- **TEXT**:
Saint-Denis-sur-Richelieu is a municipality in the southwestern part of Quebec, Canada on the Richelieu River in the Regional County Municipality of La Vallée-du-Richelieu. The population as of the Canada 2011 Census was 2,285.

History
In 1694, King Louis XIV granted the Seigneurie of Saint-Denis to the aristocrat French Army officer, Louis-François De Gannes, sieur de Falaise of Buxeuil, Vienne, France. He named his seigniory after his wife, Barbe Denys.

A great stone Roman Catholic Saint-Denis Church was completed in 1796.

On November 23, 1837, Saint-Denis-sur-Richelieu was the site of the murder of British courier, Lieutenant George Weir by Patriotes. Subsequently, the Patriotes, calling themselves The Sons of Liberty based on the American model, won a battle here against the British Army that marked the official beginning of the Lower Canada Rebellion. Today, Saint-Denis-sur-Richelieu has a museum called the Maison nationale des Patriotes, an interpretation centre that presents a history of the Patriotes movement that was led by the villager's most famous resident, Wolfred Nelson.

- **ENTRIES SHOWN**:
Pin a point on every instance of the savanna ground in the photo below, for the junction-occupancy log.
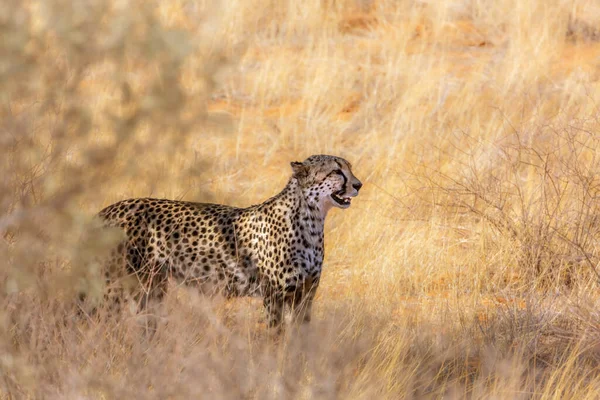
(467, 267)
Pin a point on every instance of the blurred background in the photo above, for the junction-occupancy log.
(467, 267)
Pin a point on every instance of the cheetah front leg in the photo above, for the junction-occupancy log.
(302, 300)
(274, 302)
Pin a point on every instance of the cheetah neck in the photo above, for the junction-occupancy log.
(310, 215)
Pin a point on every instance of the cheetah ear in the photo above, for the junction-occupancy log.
(300, 170)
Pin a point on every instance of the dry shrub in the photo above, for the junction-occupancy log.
(472, 275)
(537, 187)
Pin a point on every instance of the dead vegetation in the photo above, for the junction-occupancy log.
(468, 267)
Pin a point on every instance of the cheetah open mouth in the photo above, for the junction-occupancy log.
(340, 199)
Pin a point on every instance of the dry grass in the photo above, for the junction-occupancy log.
(466, 268)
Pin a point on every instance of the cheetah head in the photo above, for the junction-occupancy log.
(326, 181)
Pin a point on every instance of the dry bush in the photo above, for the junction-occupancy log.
(537, 187)
(466, 268)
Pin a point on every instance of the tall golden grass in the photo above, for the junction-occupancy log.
(467, 267)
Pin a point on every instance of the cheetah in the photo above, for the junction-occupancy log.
(273, 250)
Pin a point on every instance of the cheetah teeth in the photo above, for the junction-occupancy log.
(341, 200)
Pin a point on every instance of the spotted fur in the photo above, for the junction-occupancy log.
(273, 249)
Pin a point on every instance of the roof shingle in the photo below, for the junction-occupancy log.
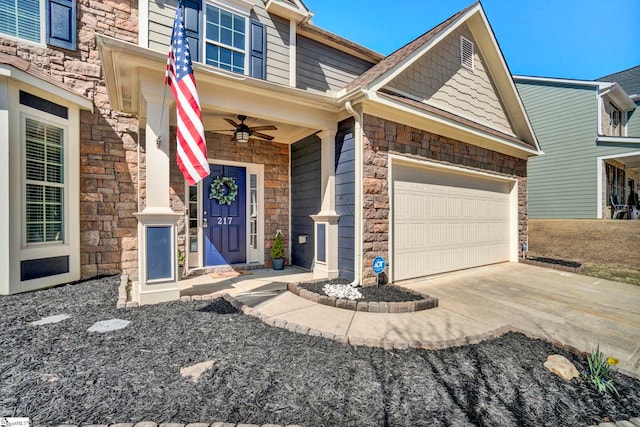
(628, 79)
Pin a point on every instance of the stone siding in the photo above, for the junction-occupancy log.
(274, 157)
(108, 139)
(384, 137)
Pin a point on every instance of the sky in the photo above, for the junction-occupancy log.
(573, 39)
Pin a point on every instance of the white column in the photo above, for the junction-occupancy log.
(293, 52)
(157, 223)
(326, 221)
(157, 155)
(5, 181)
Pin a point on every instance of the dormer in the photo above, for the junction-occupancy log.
(615, 108)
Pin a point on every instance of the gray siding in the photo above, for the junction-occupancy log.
(305, 197)
(633, 123)
(563, 182)
(277, 45)
(161, 14)
(324, 68)
(345, 197)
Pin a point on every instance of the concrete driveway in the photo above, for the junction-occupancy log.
(577, 310)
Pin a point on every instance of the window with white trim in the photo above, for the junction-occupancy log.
(40, 21)
(226, 39)
(253, 211)
(615, 121)
(44, 182)
(616, 179)
(21, 19)
(466, 52)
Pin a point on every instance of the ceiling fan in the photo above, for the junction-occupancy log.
(243, 132)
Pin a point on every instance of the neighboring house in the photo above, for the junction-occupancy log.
(590, 134)
(419, 157)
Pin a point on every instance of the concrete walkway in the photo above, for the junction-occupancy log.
(575, 310)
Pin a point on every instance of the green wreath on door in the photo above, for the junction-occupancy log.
(224, 189)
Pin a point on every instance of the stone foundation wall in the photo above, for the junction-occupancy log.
(107, 139)
(384, 137)
(274, 157)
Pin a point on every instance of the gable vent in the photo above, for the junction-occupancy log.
(466, 52)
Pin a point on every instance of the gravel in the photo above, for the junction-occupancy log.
(372, 293)
(60, 373)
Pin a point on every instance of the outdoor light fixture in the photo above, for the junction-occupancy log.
(242, 134)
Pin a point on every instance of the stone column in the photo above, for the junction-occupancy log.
(326, 221)
(157, 223)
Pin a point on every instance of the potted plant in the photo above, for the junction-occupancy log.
(277, 252)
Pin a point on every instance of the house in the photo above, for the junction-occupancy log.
(419, 157)
(590, 134)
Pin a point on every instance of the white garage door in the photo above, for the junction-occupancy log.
(444, 221)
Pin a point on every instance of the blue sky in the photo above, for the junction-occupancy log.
(576, 39)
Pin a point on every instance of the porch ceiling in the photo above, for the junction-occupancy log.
(630, 162)
(131, 70)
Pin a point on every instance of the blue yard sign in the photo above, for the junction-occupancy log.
(378, 265)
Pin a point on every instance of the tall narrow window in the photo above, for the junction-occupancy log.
(225, 39)
(253, 211)
(44, 182)
(615, 121)
(193, 219)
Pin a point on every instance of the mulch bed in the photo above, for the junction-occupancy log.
(371, 293)
(60, 373)
(558, 264)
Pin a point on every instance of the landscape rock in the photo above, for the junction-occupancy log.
(561, 366)
(50, 319)
(108, 325)
(196, 371)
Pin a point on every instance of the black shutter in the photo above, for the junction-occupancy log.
(61, 23)
(257, 50)
(192, 22)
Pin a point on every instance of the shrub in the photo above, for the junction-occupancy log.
(599, 371)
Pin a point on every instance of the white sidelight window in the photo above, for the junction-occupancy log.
(44, 183)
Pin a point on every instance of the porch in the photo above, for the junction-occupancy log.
(233, 215)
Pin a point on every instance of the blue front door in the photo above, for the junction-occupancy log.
(225, 232)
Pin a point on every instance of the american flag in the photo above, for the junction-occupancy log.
(191, 146)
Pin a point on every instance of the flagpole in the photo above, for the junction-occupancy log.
(164, 92)
(164, 95)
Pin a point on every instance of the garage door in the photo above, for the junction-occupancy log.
(444, 221)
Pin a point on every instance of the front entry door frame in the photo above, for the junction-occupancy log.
(255, 215)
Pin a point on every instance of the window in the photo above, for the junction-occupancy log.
(44, 185)
(615, 184)
(193, 219)
(466, 52)
(615, 123)
(225, 39)
(228, 40)
(22, 19)
(253, 211)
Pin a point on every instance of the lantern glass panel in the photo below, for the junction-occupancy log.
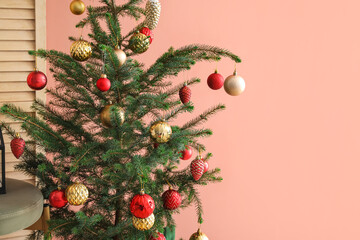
(2, 164)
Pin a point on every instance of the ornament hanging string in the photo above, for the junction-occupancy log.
(142, 186)
(35, 61)
(103, 58)
(168, 182)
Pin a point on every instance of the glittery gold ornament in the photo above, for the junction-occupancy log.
(77, 7)
(144, 223)
(121, 55)
(161, 132)
(76, 194)
(81, 50)
(152, 13)
(139, 43)
(105, 115)
(199, 236)
(234, 85)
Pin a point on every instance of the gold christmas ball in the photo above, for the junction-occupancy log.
(77, 7)
(144, 223)
(234, 85)
(105, 115)
(161, 132)
(121, 55)
(139, 43)
(76, 194)
(81, 50)
(199, 236)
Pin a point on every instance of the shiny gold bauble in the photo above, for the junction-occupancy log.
(105, 115)
(76, 194)
(234, 85)
(144, 223)
(139, 43)
(199, 236)
(161, 132)
(152, 13)
(121, 55)
(81, 50)
(77, 7)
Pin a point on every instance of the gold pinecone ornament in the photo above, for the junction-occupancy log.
(77, 194)
(139, 43)
(152, 13)
(161, 132)
(144, 223)
(199, 236)
(81, 50)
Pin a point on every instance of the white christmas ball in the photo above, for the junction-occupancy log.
(234, 85)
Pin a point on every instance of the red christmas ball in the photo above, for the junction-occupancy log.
(103, 84)
(171, 199)
(197, 168)
(17, 146)
(206, 166)
(37, 80)
(185, 94)
(160, 236)
(215, 81)
(187, 153)
(57, 198)
(147, 32)
(142, 205)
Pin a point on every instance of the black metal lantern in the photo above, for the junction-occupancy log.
(2, 167)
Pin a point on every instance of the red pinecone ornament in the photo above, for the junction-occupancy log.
(215, 81)
(17, 146)
(103, 84)
(159, 237)
(197, 168)
(147, 32)
(187, 153)
(171, 199)
(36, 80)
(142, 205)
(206, 166)
(185, 94)
(57, 198)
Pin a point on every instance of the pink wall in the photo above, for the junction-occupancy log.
(289, 146)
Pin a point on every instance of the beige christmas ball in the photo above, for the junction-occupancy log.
(199, 236)
(234, 85)
(121, 55)
(161, 132)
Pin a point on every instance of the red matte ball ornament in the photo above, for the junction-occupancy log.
(215, 81)
(37, 80)
(206, 166)
(57, 198)
(103, 84)
(147, 32)
(160, 236)
(171, 199)
(142, 205)
(17, 146)
(187, 153)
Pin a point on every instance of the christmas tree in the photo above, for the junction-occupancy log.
(108, 135)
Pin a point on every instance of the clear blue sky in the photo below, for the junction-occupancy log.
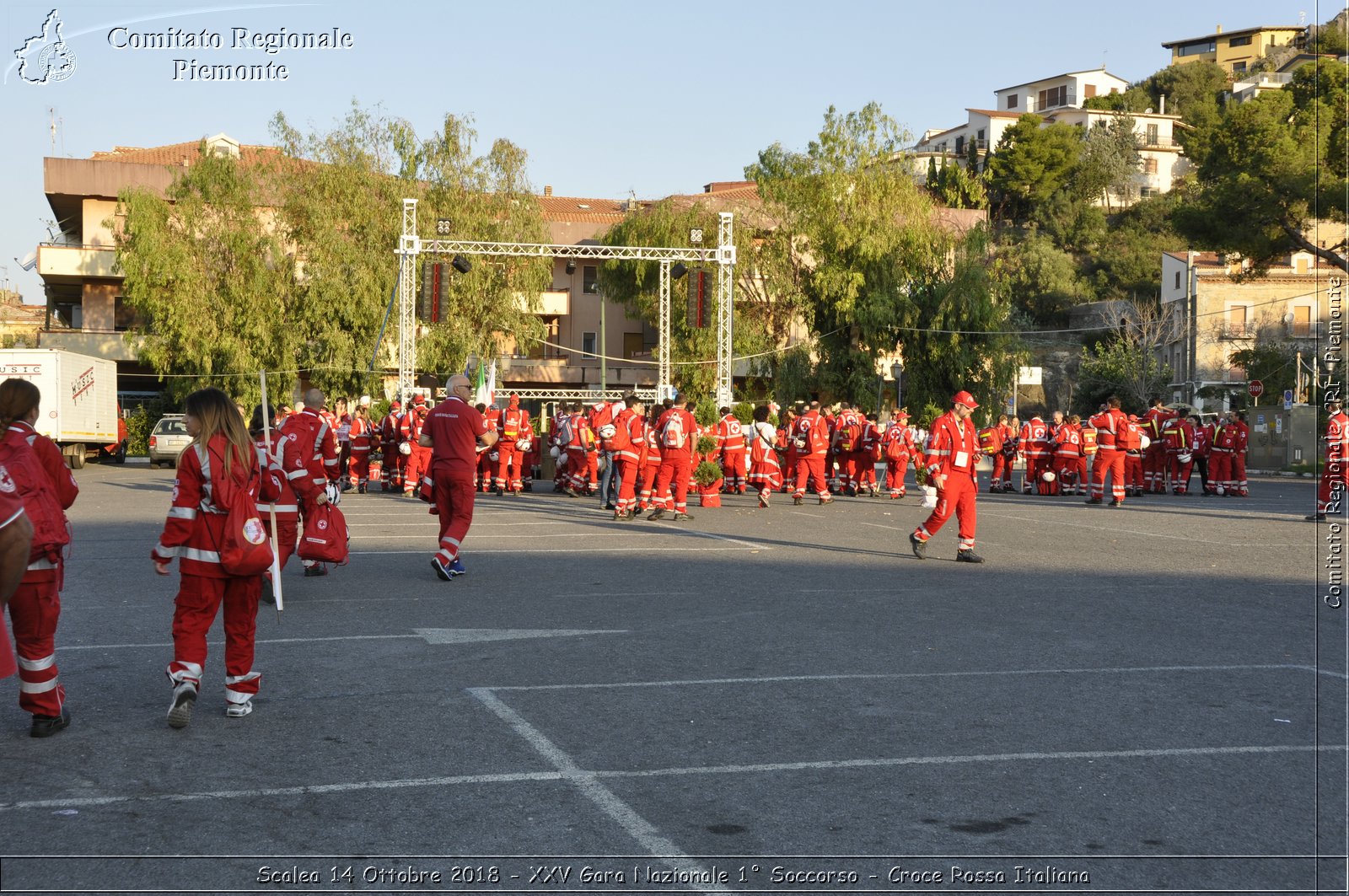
(605, 96)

- **GOAL**:
Can you sum up the text on Saint-Denis-sur-Richelieu in two sentences? None of the entries are needed here.

- **ANSWER BELOW**:
Saint-Denis-sur-Richelieu is a municipality on the Richelieu River in southwestern Quebec, with a population of 2,285 in the 2011 Canada Census, and its seigniory was granted by King Louis XIV in 1694 to Louis-François De Gannes. In 1837 the Patriotes won a battle there against the British Army that marked the official beginning of the Lower Canada Rebellion, and the town's Maison nationale des Patriotes museum now presents the history of that movement.